→ SET EXERCISE:
State how many lines of the listing below contain the word "penguin", matching case exactly. Reply with the number only.

Raw records:
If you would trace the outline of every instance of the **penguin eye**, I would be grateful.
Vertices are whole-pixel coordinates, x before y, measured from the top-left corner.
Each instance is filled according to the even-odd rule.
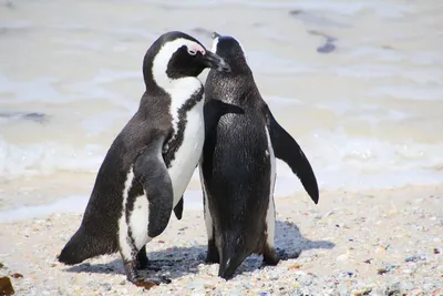
[[[190,55],[197,54],[197,52],[195,50],[192,50],[192,49],[187,49],[187,53],[189,53]]]

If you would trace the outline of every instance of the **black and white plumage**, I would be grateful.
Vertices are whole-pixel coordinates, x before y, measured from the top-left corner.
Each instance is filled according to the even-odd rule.
[[[253,253],[276,265],[274,186],[276,157],[285,161],[317,204],[312,167],[297,142],[275,120],[262,100],[240,43],[213,35],[212,51],[231,68],[209,71],[207,102],[240,106],[245,114],[227,114],[205,140],[200,160],[208,263],[219,263],[218,275],[230,278]],[[206,114],[205,114],[206,115]]]
[[[182,216],[183,193],[205,137],[204,88],[197,78],[205,68],[229,71],[223,59],[183,32],[167,32],[147,50],[138,110],[107,151],[81,226],[60,262],[72,265],[120,252],[132,283],[151,287],[169,282],[141,278],[137,267],[146,267],[145,245],[163,233],[175,206]],[[219,116],[237,112],[217,106]]]

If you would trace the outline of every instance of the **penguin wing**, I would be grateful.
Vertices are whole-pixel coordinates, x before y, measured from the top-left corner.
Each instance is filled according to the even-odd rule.
[[[224,103],[215,99],[206,99],[204,105],[205,115],[205,139],[209,136],[213,130],[217,126],[218,121],[225,114],[245,114],[245,110],[238,105]]]
[[[317,178],[303,151],[296,140],[278,124],[267,105],[265,113],[276,157],[290,166],[292,173],[300,178],[305,190],[317,204],[319,200]]]
[[[177,217],[177,220],[182,220],[183,216],[183,195],[176,206],[174,207],[174,214]]]
[[[134,176],[150,201],[150,237],[158,236],[166,228],[174,204],[173,184],[162,156],[163,140],[156,139],[145,146],[133,166]]]

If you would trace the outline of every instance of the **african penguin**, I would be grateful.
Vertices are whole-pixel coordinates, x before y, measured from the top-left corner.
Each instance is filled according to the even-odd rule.
[[[291,167],[316,204],[319,192],[305,153],[261,98],[240,43],[214,33],[212,51],[231,71],[209,71],[205,100],[220,100],[245,111],[219,120],[205,139],[199,164],[208,236],[206,262],[219,263],[218,276],[228,279],[253,253],[262,254],[264,264],[280,261],[274,245],[276,157]]]
[[[137,268],[146,267],[145,245],[163,233],[173,208],[178,205],[182,215],[183,193],[212,125],[204,122],[204,88],[197,78],[206,68],[229,71],[222,58],[186,33],[164,33],[151,45],[138,110],[107,151],[82,223],[60,262],[73,265],[120,252],[130,282],[147,288],[171,282],[142,278]],[[241,112],[228,104],[209,105],[218,112],[212,119]]]

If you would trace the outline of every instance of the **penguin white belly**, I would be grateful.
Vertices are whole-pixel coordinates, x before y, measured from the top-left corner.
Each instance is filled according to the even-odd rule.
[[[205,141],[204,100],[199,101],[186,115],[183,143],[175,153],[168,169],[174,191],[174,206],[185,192],[198,164]]]
[[[266,213],[266,231],[267,231],[267,244],[268,246],[274,247],[274,236],[275,236],[275,228],[276,228],[276,211],[274,205],[274,187],[276,182],[276,156],[274,154],[272,142],[270,140],[268,126],[265,126],[266,131],[266,139],[268,142],[268,150],[270,159],[270,188],[269,188],[269,204],[268,211]]]

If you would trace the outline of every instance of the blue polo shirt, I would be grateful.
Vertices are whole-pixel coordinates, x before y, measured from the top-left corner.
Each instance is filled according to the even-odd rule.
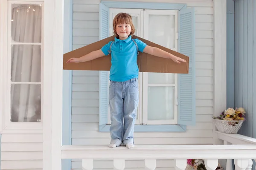
[[[147,45],[139,39],[134,39],[141,52]],[[106,55],[109,54],[110,45],[113,41],[106,44],[102,51]],[[130,36],[124,40],[115,37],[111,47],[111,63],[110,80],[123,82],[139,77],[139,68],[137,64],[137,48]]]

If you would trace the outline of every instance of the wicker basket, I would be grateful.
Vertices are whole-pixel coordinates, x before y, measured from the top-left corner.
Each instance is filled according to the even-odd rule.
[[[218,130],[225,133],[237,133],[244,120],[222,120],[214,119]]]

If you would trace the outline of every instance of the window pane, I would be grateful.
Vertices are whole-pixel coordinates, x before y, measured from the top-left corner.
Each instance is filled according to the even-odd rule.
[[[41,6],[12,4],[12,38],[16,42],[41,42]]]
[[[174,74],[148,73],[148,84],[174,84]]]
[[[149,40],[170,49],[175,48],[175,17],[149,15]],[[154,33],[151,34],[151,33]]]
[[[138,36],[138,17],[131,16],[131,18],[132,19],[132,22],[135,28],[135,32],[134,32],[134,35]]]
[[[12,85],[11,122],[41,121],[41,85]]]
[[[13,45],[11,72],[13,82],[40,82],[41,45]]]
[[[174,87],[149,87],[148,120],[174,119]]]

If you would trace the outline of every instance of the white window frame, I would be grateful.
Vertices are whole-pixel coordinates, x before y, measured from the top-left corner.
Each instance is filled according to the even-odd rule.
[[[44,71],[45,66],[43,61],[44,54],[44,2],[43,1],[14,1],[2,0],[0,6],[0,133],[40,133],[43,132],[43,103]],[[42,40],[41,43],[13,42],[11,42],[12,4],[42,5]],[[8,7],[8,8],[6,8]],[[7,33],[7,34],[6,34]],[[12,44],[40,45],[41,48],[41,82],[12,82],[11,81],[11,59]],[[6,57],[7,56],[7,58]],[[41,85],[41,122],[11,122],[11,84]]]
[[[173,15],[175,16],[175,46],[172,50],[177,51],[178,49],[178,10],[165,10],[156,9],[145,9],[144,12],[144,35],[143,38],[148,40],[148,15]],[[143,125],[173,125],[177,124],[177,74],[174,74],[174,84],[148,84],[148,73],[143,73]],[[148,87],[175,87],[174,90],[174,119],[172,120],[148,120]]]
[[[148,15],[174,15],[175,16],[175,48],[172,49],[177,51],[178,49],[178,11],[177,10],[150,10],[142,9],[126,9],[126,8],[110,8],[109,24],[109,36],[113,35],[112,21],[114,15],[119,12],[125,12],[129,13],[131,16],[136,16],[138,17],[137,25],[140,28],[137,30],[138,37],[148,40]],[[141,21],[144,21],[143,23]],[[108,71],[108,77],[109,76]],[[138,119],[136,120],[135,125],[172,125],[177,123],[177,74],[175,74],[175,83],[173,84],[154,84],[148,85],[148,73],[139,73],[139,88],[140,91],[140,101],[138,106]],[[108,88],[109,85],[108,85]],[[143,90],[147,89],[148,86],[172,86],[175,87],[175,112],[174,119],[172,120],[148,120],[148,91]],[[110,111],[108,107],[108,123],[111,123]]]

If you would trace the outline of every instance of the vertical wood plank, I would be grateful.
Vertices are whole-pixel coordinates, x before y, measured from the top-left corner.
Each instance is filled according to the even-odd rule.
[[[256,113],[256,0],[253,0],[253,64],[254,67],[253,68],[253,105],[254,106],[253,108],[253,113],[254,113],[254,115],[253,117],[253,122],[256,122],[256,116],[255,113]],[[256,125],[254,124],[253,127],[253,137],[256,138]]]
[[[114,170],[124,170],[125,169],[124,159],[114,159]]]
[[[238,84],[237,85],[238,86],[238,91],[236,91],[236,98],[237,99],[237,103],[235,106],[236,107],[243,107],[243,6],[244,3],[243,0],[241,0],[239,1],[239,20],[238,22],[239,23],[239,32],[238,32],[238,40],[239,40],[239,46],[238,46],[238,67],[236,68],[236,69],[238,70],[238,76],[236,77],[236,79],[238,79]],[[241,134],[243,132],[243,127],[241,127],[239,131],[239,133]]]
[[[238,104],[238,59],[239,59],[239,1],[235,1],[235,106]]]
[[[156,159],[145,159],[145,170],[154,170],[157,167]]]
[[[243,10],[243,104],[242,106],[245,109],[247,108],[247,94],[248,83],[248,0],[244,0]],[[248,126],[247,122],[244,122],[243,129],[243,134],[247,135],[247,129],[249,128]]]
[[[246,117],[247,135],[253,137],[253,0],[248,0],[248,98]]]
[[[235,159],[235,169],[236,170],[245,170],[248,167],[248,159]]]
[[[175,159],[175,167],[176,170],[184,170],[186,167],[186,159]]]
[[[207,170],[215,170],[218,167],[218,159],[205,159],[205,167]]]
[[[238,105],[236,107],[242,107],[243,106],[243,6],[244,3],[243,0],[239,1],[239,58],[238,62],[239,66],[238,69],[239,73],[238,74],[238,96],[236,97],[238,97]]]
[[[248,164],[248,167],[246,168],[246,170],[251,170],[253,168],[253,160],[249,159]]]
[[[230,2],[228,0],[227,2]],[[233,0],[232,2],[233,3]],[[235,33],[234,13],[227,14],[227,107],[235,107]]]
[[[83,170],[93,170],[93,159],[82,159]]]

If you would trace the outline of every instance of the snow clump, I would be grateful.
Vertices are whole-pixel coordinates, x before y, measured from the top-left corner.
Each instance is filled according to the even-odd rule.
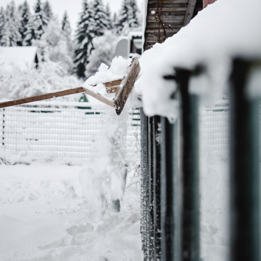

→ COMPLETE RESPONSE:
4